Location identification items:
↓↓↓

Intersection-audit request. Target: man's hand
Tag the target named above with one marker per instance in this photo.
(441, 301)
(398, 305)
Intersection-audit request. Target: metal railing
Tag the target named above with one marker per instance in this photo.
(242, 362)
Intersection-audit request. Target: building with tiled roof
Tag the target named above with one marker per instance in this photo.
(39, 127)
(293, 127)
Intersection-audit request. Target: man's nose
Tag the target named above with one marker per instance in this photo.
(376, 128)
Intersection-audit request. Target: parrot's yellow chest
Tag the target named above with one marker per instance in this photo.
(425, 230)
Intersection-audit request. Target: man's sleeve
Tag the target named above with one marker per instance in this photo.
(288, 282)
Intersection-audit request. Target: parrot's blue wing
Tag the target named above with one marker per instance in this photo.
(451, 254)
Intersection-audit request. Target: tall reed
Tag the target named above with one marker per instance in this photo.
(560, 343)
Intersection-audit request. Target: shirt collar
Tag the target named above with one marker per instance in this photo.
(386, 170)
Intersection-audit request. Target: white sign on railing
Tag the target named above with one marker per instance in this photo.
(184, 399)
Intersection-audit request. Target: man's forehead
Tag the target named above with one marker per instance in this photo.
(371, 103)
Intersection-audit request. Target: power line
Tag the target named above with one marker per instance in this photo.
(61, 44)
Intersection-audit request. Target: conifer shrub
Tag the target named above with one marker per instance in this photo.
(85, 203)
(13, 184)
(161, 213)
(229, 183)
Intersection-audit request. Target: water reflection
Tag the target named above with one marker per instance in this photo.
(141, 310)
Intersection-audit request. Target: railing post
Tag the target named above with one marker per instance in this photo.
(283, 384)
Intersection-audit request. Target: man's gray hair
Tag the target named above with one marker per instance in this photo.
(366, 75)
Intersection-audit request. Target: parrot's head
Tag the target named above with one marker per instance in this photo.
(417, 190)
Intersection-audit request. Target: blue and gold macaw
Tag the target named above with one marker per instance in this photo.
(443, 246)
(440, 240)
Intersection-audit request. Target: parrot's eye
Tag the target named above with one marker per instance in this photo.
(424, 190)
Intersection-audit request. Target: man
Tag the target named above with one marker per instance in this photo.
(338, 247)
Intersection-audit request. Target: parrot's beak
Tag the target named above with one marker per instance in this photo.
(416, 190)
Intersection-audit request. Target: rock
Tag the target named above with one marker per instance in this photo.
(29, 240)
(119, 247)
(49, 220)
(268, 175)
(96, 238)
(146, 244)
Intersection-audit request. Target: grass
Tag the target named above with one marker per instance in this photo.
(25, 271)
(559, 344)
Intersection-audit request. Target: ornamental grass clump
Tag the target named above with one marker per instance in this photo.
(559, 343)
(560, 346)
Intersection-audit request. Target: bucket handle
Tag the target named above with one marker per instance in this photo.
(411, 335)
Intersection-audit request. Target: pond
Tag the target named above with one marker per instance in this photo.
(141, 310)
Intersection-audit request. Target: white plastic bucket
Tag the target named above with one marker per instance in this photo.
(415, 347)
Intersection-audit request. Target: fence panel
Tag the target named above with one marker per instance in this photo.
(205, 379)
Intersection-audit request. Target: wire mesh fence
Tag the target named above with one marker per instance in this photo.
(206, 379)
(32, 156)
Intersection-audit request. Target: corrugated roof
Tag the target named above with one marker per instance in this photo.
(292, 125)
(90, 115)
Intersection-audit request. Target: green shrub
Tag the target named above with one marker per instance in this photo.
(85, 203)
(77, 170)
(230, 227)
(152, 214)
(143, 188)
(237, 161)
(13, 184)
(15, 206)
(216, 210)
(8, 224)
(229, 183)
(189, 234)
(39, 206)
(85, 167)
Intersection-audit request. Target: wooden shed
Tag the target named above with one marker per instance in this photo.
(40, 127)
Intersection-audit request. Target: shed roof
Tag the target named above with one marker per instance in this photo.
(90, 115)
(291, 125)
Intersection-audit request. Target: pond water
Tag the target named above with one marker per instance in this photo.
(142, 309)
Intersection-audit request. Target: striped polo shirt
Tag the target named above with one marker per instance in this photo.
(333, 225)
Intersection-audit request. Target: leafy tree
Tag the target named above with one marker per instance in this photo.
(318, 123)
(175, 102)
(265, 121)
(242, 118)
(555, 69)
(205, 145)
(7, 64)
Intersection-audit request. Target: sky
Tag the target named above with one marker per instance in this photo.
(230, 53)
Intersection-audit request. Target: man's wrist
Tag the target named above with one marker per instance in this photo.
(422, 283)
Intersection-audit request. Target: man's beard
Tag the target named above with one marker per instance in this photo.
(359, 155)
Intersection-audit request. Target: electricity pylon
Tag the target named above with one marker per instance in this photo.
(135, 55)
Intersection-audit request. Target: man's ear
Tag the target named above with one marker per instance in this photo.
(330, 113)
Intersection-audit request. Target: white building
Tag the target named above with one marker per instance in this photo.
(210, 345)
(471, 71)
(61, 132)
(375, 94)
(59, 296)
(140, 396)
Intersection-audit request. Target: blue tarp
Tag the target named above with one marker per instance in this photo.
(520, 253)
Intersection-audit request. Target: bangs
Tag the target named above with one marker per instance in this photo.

↑↑↑

### Your objective:
Return every line exactly.

### The reply:
Intersection-audit request. Target: man's hand
Tag the target named above with one marker per instance in this photo.
(441, 301)
(398, 305)
Intersection-audit request. Target: metal railing
Tag the target named above with one marker per instance in this photo.
(242, 362)
Intersection-audit request. Target: building with tiled roof
Tag the target named above with one marker per instance in this photo.
(39, 127)
(293, 127)
Intersection-audit request. Target: man's nose
Tag the target named above with one marker per instance in this photo.
(376, 128)
Intersection-audit request. Target: parrot's yellow chest
Tag the target named above with one marker per instance in this photo.
(425, 230)
Intersection-audit request. Target: man's sleeve
Tag the target named above with one marker per instance in this photo.
(288, 282)
Intersection-audit request. Target: parrot's blue wing
Tag the target named above with one marker per instance in this photo.
(451, 254)
Intersection-audit request. Target: tall reed
Tag the target named above with one marker per instance in this photo.
(560, 343)
Intersection-audit request. Target: shirt collar
Tag the target named above with one marker per instance in this photo.
(386, 170)
Intersection-audit request. Target: white sign on railing
Tag the target named above with one marker per instance in this photo.
(184, 399)
Intersection-audit request. Target: man's forehead
Tag the target named above with one marker per instance in this photo.
(371, 103)
Intersection-audit request. Target: power line
Tag the target named above with one marker per instance in this photo.
(61, 44)
Intersection-audit request. Target: conifer shrub
Tag the target named above with one marker per instance in this photo.
(85, 203)
(13, 184)
(161, 213)
(229, 183)
Intersection-audit request. Target: water reflection
Tag the target named above with one marker per instance in this photo.
(141, 310)
Intersection-audit request. Target: railing post
Tag the target named above with one marker per instance in this photo.
(283, 384)
Intersection-audit request. Target: man's gray hair
Tag the target named above with one marker per instance in this photo.
(366, 75)
Intersection-audit request. Target: parrot's head
Tag the target named above with one marker per instance in this photo.
(417, 190)
Intersection-audit request. Target: blue and gold macaw
Tag the target named above with one marker per instance in this photo.
(443, 246)
(440, 240)
Intersection-audit request. Target: parrot's eye
Tag the target named above with one marker per instance in this photo.
(424, 190)
Intersection-audit request. Target: man
Tag the target named above with one marker per instance in this photo.
(338, 247)
Intersection-audit request. Target: parrot's beak
Tag the target named above with one marker per instance in this photo.
(416, 190)
Intersection-audit request. Target: rock
Tag the target named above with one marker per instance in this photo.
(29, 240)
(119, 247)
(49, 220)
(268, 175)
(96, 238)
(146, 244)
Intersection-audit request. Target: grass
Tag the target named above with one marker per instance in this photo.
(25, 271)
(559, 344)
Intersection-audit request. Target: ornamental grass clump
Tag the target named above with one marker per instance in this photo.
(559, 343)
(560, 346)
Intersection-audit request. Target: bucket handle
Tag the target named above with one marker per instance in this photo.
(411, 335)
Intersection-audit request. Target: pond
Tag the target named above with one marker per instance in this photo.
(141, 310)
Intersection-audit request. Target: white plastic bucket
Tag the target named above with one marker per instance in this photo.
(415, 347)
Intersection-audit request. Target: fence panel
Tag the target named above with one marker per instance in this photo.
(205, 379)
Intersection-audit request. Target: wire mesh fence
Tag the target named above with one marker per instance in this photo.
(206, 379)
(32, 156)
Intersection-audit request. Target: corrugated roof
Tag the target named above with one marker per instance in this photo.
(292, 125)
(90, 115)
Intersection-audit request. Target: green shrub
Tag the target named above with one marker per instance in this photo.
(85, 203)
(77, 170)
(230, 227)
(152, 214)
(143, 188)
(237, 161)
(13, 184)
(15, 206)
(216, 210)
(8, 224)
(229, 183)
(189, 234)
(39, 206)
(85, 167)
Intersection-audit request. Target: wooden shed
Tag the target named above with one marker per instance in this photo.
(40, 127)
Intersection-audit request. Target: shed roof
Tag the target named above with one marker per instance in this photo.
(90, 115)
(291, 125)
Intersection-audit request. Target: pond water
Tag the target named above with one marker per instance in this photo.
(142, 309)
Intersection-audit request. Target: striped polo shirt
Tag the target named above with one marker per instance in this photo.
(333, 225)
Intersection-audit request. Target: leafy tree
Tag the target named above with one marker per instance in this photo.
(318, 123)
(175, 102)
(265, 121)
(242, 118)
(555, 69)
(205, 145)
(7, 64)
Intersection-audit request. Target: sky
Tag the target named above with one marker per instance in this photo.
(230, 53)
Intersection-audit request. Target: man's wrist
Tag the target named above with one marker per instance in this photo.
(422, 283)
Intersection-audit request. Target: man's beard
Tag the target named above with one marker per instance in this photo.
(359, 155)
Intersection-audit request. Target: electricity pylon
Tag the target named above with one marker per instance in this photo.
(135, 55)
Intersection-audit request. Target: man's ear
Tag the target named above with one marker per instance in this photo.
(330, 113)
Intersection-audit request. Target: white building
Tag the target named above with one marker per instance in this photo.
(210, 345)
(471, 71)
(61, 132)
(375, 94)
(59, 296)
(140, 396)
Intersection-audit request. Target: blue tarp
Tag the target named above with one marker per instance in this photo.
(520, 253)
Intersection-audit request. Target: bangs
Tag the target named above with one marker per instance in this photo.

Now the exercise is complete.